Directions for this task: Recast the rows below as a two-column Markdown table headed "No." and "Line," giving each nonblank line its own numbered entry in order and omitting blank lines.

Extracted records:
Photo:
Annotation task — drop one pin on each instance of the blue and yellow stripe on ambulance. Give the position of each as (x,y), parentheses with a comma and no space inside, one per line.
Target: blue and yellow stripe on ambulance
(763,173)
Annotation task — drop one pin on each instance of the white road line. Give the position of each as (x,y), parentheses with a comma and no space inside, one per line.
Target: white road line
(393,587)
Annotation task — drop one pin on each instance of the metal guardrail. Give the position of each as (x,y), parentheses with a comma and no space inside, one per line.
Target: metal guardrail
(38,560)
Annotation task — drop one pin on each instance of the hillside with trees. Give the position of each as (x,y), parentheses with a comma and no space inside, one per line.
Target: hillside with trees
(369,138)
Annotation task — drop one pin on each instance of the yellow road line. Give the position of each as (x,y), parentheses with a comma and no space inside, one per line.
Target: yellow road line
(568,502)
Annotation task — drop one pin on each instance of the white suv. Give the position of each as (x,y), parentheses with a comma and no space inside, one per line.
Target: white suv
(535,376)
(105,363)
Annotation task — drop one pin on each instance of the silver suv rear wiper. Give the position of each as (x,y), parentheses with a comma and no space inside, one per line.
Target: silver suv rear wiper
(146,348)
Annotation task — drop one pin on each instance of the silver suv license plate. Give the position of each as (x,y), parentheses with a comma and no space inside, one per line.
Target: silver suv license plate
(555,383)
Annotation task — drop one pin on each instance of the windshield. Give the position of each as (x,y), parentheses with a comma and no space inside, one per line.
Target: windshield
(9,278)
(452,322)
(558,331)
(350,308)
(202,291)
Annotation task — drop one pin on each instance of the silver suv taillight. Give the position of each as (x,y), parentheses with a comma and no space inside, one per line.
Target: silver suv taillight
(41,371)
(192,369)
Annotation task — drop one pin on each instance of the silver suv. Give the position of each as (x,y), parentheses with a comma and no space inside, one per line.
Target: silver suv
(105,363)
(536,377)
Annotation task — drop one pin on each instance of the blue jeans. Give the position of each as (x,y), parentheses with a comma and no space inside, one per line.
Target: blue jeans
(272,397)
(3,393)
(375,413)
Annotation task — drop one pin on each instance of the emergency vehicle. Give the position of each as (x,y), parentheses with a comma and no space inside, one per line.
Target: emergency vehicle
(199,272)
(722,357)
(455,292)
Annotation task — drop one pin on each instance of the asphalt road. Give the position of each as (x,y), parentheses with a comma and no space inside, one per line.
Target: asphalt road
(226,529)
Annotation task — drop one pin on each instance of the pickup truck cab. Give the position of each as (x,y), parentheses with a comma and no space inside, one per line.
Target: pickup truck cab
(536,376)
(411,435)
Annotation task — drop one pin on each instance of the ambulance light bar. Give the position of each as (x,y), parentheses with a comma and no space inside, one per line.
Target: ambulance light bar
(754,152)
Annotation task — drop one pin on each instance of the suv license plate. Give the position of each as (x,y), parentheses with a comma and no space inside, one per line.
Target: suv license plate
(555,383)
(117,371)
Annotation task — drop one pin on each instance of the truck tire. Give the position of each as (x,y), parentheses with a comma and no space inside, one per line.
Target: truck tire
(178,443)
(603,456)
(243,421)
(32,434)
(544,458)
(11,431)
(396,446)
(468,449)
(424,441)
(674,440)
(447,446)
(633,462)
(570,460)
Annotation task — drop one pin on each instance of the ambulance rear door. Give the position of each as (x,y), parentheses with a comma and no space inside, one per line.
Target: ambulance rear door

Answer for this exercise:
| No. | Line |
|---|---|
| 1 | Photo: |
| 2 | Annotation task — drop one pin on each instance of the blue and yellow stripe on ambulance. Give the position of each as (x,y), parentheses with a comma and no space inside, one per line. |
| 3 | Target: blue and yellow stripe on ambulance |
| 4 | (763,173) |
| 5 | Annotation task — drop one pin on each instance of the white road line. Give the position of each as (x,y), parentheses with a comma and no space inside, one per line. |
| 6 | Target: white road line |
| 7 | (393,587) |
| 8 | Annotation task — drop one pin on each instance of the metal guardrail. Give the position of each as (x,y), parentheses with a comma and no space inside, one per line. |
| 9 | Target: metal guardrail |
| 10 | (38,560) |
| 11 | Annotation task — drop one pin on each instance of the hillside with trees. Give the position of each as (x,y), parentheses with a comma and no space inside, one per line. |
| 12 | Target: hillside with trees |
| 13 | (369,138) |
| 14 | Annotation task — drop one pin on each instance of the yellow road line. Give the position of each as (x,y), parentheses with a comma and no space inside, one per line. |
| 15 | Target: yellow road line |
| 16 | (568,502) |
| 17 | Annotation task — drop one pin on each instance of the white suv. Give the position of each as (x,y), parentheses with a comma and no space inside, one per line. |
| 18 | Target: white suv |
| 19 | (535,376) |
| 20 | (105,363) |
| 21 | Annotation task — drop one pin on each instance of the silver suv rear wiper. Give the position of each as (x,y), parentheses with a comma and no space inside, one per line. |
| 22 | Target: silver suv rear wiper |
| 23 | (146,348) |
| 24 | Annotation task — drop one pin on each instance of the silver suv license plate. Give the position of each as (x,y), parentheses with a comma and no space inside, one per line. |
| 25 | Target: silver suv license plate |
| 26 | (555,383) |
| 27 | Annotation task — drop one pin on each instance of the windshield. Give the position of each as (x,y), parentheses with a comma and no space inside, one per line. |
| 28 | Target: windshield |
| 29 | (9,278) |
| 30 | (452,322) |
| 31 | (558,331) |
| 32 | (350,308) |
| 33 | (202,291) |
| 34 | Annotation task — drop one pin on each instance of the silver suv taillight. Give the position of each as (x,y), parentheses with a comma and no space inside, one per line. |
| 35 | Target: silver suv taillight |
| 36 | (41,371) |
| 37 | (192,369) |
| 38 | Annotation task — drop one pin on each instance of the silver suv. Give the position of each as (x,y), parentheses with a comma and no space inside, one per line. |
| 39 | Target: silver suv |
| 40 | (105,363) |
| 41 | (536,377) |
| 42 | Annotation task — drop one pin on each instance of the blue jeans. Give the position of each as (x,y), parentheses with a comma and no space inside, one per line. |
| 43 | Target: blue jeans |
| 44 | (272,397) |
| 45 | (3,393) |
| 46 | (375,413) |
| 47 | Annotation task — drop one pin on each instance of the emergency vehicle. Give the position of each as (x,y), parentheses with a comma and no space inside, one per line. |
| 48 | Target: emergency vehicle |
| 49 | (199,272) |
| 50 | (722,357) |
| 51 | (455,292) |
| 52 | Annotation task — drop one pin on each instance of the asphalt road. Give the position of each as (x,y), parentheses with a comma and no space inside, one per line. |
| 53 | Target: asphalt road |
| 54 | (226,529) |
| 55 | Annotation task — drop one pin on each instance of the pickup truck cab. Give the position of each as (x,y), parentheses with a comma and no space inside, one per line. |
| 56 | Target: pickup truck cab |
| 57 | (536,376) |
| 58 | (411,435) |
| 59 | Annotation task — drop one pin on each instance of the ambulance light bar. Give the position of each as (x,y), parentheses with a comma and no space inside, one per line. |
| 60 | Target: ambulance light bar |
| 61 | (754,152) |
| 62 | Annotation task — drop one pin on each instance of the suv license plate. Give the position of each as (x,y), parentheses with a comma and no space inside, one per line. |
| 63 | Target: suv license plate |
| 64 | (555,383) |
| 65 | (117,371) |
| 66 | Annotation task — drop one pin on each instance of the truck tire. Give the position of each as (x,y), parentheses with a comma and no space inside, one per line. |
| 67 | Target: truck tire |
| 68 | (178,443) |
| 69 | (603,456) |
| 70 | (243,421) |
| 71 | (32,434) |
| 72 | (544,458) |
| 73 | (11,431) |
| 74 | (396,446) |
| 75 | (468,449) |
| 76 | (424,441) |
| 77 | (674,440) |
| 78 | (447,446) |
| 79 | (633,462) |
| 80 | (570,460) |
| 81 | Annotation task — drop one pin on each instance of the ambulance rear door. Give the position of each as (x,y), parentheses with a comma and no space inside, one per line. |
| 82 | Target: ambulance rear door |